Coordinate annotation records

** begin **

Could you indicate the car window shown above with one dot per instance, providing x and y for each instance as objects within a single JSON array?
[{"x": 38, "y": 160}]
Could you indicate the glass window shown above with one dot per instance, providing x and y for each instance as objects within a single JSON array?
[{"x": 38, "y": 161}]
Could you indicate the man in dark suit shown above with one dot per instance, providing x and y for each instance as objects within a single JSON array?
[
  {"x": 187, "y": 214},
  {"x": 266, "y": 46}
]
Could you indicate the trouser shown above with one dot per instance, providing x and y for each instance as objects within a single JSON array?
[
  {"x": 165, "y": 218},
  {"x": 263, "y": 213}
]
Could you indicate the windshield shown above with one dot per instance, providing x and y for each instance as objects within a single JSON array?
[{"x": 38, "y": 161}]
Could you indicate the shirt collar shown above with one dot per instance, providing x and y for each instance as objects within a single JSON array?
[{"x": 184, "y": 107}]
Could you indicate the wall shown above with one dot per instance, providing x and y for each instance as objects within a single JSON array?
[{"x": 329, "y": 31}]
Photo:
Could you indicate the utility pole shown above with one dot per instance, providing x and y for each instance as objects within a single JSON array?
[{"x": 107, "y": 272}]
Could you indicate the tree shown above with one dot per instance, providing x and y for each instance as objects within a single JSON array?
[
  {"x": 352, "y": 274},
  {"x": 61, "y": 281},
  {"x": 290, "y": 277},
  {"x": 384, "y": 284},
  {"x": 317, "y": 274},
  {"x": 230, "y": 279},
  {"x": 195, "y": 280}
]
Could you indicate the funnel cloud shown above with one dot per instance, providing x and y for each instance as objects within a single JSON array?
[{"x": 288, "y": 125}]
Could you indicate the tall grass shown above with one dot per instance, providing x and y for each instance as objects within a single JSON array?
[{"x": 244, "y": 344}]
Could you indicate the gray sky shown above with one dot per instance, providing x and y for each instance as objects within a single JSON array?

** end **

▶ **Task directions**: Revise the lines starting at the line containing "Could you indicate the funnel" and ending at the end of the records, replacing "gray sky" with "overcast sky" and leaving everything else unchanged.

▶ **Solved exercise**:
Could you indicate the funnel cloud shown above with one dot per instance, providing x and y for each instance as objects within a single JSON array?
[{"x": 288, "y": 125}]
Could you indicate the tall grass shown above with one dot per instance, providing x and y for each instance as objects within a single JSON array?
[{"x": 244, "y": 344}]
Could you indicate the overcast sky shown above with one dot per instance, providing x and y for each instance as objects within a single JSON array?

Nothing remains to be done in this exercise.